___ Extracted material ___

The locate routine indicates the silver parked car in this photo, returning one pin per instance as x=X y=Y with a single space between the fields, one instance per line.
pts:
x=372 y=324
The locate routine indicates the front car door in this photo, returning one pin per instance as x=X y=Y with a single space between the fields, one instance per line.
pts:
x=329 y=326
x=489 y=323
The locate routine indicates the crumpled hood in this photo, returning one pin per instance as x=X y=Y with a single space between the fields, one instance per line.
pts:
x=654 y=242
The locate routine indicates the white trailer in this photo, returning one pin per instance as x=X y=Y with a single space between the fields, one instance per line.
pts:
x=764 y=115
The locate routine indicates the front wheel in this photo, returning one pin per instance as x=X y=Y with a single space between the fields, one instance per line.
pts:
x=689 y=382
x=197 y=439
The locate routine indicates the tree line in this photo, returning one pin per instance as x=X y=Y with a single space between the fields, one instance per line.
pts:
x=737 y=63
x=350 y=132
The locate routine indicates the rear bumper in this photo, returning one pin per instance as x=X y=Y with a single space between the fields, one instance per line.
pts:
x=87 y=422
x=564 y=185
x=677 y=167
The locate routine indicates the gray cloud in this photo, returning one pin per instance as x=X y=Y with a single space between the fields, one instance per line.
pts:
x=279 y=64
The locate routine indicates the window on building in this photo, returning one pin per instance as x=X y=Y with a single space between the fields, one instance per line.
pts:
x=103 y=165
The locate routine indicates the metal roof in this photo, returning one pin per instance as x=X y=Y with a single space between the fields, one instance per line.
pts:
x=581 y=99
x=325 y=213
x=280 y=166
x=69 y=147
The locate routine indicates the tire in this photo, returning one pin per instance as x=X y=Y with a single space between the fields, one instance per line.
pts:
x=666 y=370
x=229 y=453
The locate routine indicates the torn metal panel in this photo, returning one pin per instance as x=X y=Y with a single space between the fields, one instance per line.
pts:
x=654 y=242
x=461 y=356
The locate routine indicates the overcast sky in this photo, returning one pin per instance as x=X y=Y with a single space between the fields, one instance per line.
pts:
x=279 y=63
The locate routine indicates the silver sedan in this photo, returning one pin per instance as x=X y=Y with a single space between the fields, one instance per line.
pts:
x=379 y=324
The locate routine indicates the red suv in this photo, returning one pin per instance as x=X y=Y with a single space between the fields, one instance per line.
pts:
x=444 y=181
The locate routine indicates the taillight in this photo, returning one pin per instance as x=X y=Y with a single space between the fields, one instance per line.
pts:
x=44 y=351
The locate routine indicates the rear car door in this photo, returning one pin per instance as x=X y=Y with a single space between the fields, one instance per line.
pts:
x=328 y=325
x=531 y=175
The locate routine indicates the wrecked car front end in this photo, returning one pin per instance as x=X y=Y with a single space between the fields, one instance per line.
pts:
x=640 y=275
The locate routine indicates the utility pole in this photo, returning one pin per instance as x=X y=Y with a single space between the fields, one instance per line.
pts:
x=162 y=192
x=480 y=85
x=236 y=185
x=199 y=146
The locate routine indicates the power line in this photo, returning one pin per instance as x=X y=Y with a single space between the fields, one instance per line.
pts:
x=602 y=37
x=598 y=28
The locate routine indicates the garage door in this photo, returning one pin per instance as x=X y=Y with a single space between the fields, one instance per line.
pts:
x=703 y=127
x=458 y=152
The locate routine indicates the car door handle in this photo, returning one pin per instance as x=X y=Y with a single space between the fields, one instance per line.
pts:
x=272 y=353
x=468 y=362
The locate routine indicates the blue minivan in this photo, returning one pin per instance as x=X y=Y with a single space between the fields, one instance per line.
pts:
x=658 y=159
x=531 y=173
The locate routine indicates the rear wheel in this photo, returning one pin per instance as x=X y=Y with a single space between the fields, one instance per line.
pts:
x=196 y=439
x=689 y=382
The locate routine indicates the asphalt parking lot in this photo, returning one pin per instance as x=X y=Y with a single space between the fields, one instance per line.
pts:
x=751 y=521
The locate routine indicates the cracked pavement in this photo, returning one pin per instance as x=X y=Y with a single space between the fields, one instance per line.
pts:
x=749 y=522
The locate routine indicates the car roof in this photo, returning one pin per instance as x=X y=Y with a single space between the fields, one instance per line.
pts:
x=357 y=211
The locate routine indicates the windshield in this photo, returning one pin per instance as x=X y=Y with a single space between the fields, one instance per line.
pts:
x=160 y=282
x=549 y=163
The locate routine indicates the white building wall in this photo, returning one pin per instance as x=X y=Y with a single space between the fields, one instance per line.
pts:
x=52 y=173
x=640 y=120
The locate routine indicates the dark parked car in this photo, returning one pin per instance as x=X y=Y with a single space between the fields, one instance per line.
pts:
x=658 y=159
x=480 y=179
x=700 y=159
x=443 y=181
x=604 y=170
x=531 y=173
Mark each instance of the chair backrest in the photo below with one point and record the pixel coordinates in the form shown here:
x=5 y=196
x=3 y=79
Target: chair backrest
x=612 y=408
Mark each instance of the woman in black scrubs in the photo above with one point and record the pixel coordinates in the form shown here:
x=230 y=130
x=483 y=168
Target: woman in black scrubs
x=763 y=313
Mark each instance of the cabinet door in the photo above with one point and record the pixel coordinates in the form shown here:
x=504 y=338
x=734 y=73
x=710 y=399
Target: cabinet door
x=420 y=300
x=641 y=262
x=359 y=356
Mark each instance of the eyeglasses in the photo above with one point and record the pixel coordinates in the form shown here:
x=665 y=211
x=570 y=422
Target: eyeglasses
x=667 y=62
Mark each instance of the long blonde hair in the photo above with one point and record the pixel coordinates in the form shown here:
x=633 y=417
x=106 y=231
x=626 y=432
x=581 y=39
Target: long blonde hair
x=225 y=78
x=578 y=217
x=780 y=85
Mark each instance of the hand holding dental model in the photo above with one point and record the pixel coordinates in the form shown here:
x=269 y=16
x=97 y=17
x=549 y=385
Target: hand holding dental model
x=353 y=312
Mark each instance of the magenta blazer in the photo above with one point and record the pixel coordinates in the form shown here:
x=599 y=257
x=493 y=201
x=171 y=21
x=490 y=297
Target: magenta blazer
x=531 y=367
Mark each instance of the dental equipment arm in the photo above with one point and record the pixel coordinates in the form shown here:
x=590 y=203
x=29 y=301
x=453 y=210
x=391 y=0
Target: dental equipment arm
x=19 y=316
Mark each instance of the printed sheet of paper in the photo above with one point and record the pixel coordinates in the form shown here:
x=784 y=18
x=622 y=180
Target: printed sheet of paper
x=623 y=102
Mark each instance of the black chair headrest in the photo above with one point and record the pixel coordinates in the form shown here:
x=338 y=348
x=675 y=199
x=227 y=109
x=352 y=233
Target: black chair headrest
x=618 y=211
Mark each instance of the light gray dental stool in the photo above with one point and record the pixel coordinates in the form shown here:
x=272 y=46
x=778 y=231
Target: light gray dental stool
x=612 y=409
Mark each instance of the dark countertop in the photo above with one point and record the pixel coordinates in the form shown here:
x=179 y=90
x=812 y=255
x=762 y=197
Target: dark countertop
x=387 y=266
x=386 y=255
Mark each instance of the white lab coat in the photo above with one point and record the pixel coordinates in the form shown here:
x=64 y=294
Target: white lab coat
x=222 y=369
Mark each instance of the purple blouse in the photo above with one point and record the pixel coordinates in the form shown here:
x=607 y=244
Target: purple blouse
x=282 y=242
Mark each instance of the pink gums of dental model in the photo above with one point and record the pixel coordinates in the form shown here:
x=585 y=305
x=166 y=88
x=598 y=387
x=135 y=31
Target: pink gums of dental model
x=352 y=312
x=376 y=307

___

#### Required action:
Lines that contain "metal" should be pulled from the entries above and reported.

#### Answer to this exercise:
The locate routine indicates the metal roof in this photo, returning one pin per instance as x=X y=Y with a single space between the fields, one instance per line.
The locate routine indicates the torn metal panel in this photo, returning one pin per instance as x=X y=Y with a single space between the fields, one instance per line.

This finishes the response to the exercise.